It was provided by a company working in the intertainment industry. Theare are 330586 observations and 102 variables. Every observation provides information about the behaviour of an user on the web page of the company.

PREPROCESSING:

To prepare data for the ML algorithms, the following operations have been carried out:

  • Data Cleaning / Aggregation
  • Study of the Correlation
  • Zero Variance and NearZero Variance Analysis

DATASET SPLITTING:

The original dataset has been splitted into Training - Test - Validation. Then, to balance the distribution of the target variable into the 3 datasets, the SMOTE funcion has been implemented.

MODEL TRAINING:

The classifications models have been implemented with the goal of maximizing Specificity, so in order to find in the most accurate way the clients who leave the company.

• [Information given]:
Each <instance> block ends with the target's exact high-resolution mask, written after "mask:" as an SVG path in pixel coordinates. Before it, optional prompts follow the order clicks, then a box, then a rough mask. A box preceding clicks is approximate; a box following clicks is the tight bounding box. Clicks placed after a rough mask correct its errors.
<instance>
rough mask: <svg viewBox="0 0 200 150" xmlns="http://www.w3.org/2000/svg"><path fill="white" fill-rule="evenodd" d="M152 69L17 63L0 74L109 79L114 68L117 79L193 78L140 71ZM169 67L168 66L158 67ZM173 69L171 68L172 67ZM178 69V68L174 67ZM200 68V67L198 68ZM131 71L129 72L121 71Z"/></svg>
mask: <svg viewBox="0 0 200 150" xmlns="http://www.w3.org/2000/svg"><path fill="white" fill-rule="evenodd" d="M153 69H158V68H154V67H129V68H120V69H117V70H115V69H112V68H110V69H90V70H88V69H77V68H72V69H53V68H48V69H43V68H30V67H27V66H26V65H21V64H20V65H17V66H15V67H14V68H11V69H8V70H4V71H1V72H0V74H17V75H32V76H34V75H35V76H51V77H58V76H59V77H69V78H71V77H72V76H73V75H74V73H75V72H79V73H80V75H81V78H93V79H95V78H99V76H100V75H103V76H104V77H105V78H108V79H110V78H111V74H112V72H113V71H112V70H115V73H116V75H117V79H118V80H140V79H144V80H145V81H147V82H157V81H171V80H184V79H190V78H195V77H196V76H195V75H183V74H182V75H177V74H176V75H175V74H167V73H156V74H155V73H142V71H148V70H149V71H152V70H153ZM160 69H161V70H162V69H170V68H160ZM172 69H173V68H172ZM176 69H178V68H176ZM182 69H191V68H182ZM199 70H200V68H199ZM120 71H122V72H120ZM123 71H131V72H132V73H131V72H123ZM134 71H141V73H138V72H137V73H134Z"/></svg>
---
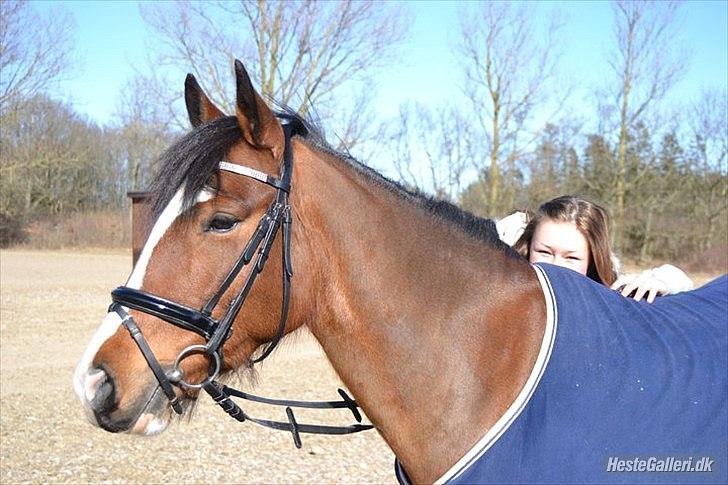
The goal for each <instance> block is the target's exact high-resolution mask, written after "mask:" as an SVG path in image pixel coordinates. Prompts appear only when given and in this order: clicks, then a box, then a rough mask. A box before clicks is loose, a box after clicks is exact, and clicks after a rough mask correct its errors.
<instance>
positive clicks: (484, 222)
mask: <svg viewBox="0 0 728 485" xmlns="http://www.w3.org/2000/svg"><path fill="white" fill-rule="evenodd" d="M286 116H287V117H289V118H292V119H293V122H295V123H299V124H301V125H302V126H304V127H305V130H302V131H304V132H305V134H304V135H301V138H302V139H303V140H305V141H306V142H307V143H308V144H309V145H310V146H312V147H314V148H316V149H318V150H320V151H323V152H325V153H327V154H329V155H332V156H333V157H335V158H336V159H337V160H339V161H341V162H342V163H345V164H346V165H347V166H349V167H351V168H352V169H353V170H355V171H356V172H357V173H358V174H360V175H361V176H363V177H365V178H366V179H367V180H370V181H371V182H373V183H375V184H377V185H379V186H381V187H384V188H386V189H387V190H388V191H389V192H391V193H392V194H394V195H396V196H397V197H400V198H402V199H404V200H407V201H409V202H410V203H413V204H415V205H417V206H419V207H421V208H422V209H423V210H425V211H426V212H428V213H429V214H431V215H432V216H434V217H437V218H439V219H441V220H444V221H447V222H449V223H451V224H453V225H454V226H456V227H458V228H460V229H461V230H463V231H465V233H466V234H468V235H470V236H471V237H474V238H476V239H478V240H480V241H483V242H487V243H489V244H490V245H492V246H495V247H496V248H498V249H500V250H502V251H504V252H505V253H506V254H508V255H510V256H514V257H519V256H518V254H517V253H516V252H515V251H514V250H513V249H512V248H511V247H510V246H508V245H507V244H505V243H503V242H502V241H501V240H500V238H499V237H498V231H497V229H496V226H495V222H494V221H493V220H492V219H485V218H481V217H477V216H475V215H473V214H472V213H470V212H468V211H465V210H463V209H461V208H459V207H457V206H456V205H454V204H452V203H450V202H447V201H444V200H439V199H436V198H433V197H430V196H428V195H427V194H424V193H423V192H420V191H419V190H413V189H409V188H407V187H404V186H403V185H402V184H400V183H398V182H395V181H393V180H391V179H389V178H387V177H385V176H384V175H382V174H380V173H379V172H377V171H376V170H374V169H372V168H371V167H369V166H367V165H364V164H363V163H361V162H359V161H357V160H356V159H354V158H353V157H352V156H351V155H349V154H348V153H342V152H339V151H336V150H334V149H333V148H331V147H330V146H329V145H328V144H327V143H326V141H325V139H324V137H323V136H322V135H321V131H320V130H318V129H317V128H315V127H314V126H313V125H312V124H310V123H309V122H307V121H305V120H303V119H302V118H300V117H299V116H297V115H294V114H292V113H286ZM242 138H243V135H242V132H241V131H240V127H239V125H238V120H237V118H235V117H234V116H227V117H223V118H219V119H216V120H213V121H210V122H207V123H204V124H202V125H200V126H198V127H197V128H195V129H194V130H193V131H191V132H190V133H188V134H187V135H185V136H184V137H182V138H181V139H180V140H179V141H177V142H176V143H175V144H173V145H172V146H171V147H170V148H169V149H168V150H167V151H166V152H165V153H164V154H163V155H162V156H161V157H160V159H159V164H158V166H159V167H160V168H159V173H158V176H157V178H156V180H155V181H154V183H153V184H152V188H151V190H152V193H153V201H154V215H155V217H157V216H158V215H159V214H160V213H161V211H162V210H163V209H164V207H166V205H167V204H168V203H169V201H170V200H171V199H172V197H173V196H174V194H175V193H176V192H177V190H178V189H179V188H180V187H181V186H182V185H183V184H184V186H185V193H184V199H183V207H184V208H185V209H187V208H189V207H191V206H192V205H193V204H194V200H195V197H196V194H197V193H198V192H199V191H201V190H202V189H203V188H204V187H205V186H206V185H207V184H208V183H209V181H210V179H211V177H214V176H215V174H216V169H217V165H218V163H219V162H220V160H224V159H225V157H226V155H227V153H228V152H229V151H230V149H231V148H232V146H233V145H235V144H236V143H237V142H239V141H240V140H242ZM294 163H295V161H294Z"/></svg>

• [Questions on the material]:
(1) According to the passage about the company's web-user data, which function was used to balance the target variable across the three datasets?
(2) State whether each statement agrees with the passage about the company's web-user data. Answer yes or no, and quote the deciding words from the passage.
(a) The dataset contains 102 variables.
(b) The original dataset was divided into only a training set and a test set.
(c) The classification models were built to maximize sensitivity.
(3) Continue the passage about the company's web-user data from the point where it ends.

• [Results of the exercise]:
(1) The SMOTE function.

(2)
(a) Yes: "330586 observations and 102 variables"
(b) No: "splitted into Training - Test - Validation"
(c) No: "with the goal of maximizing Specificity"

(3)
The models trained are:

  • Classification Tree
  • Random Forest
  • Logistic Model
  • Bagging Tree
  • Naive-Bayes
  • Gradient Boosting
  • Neural Network Single-Layer Perceptron
  • Neural Network Multi-Layer Perceptron

CHOICE OF THE BEST MODEL:

To find the winning model, both the Cumulative Gain and Lift Curve have been examined (in particular, the second decile of them).

The winning model is the Random Forest.

In the first 20% of the population, the model is able to capture 57.2% of the churners. Also, by selecting the first 20% of the customers, the probability that one of them is a churner is 2.86 times the global one.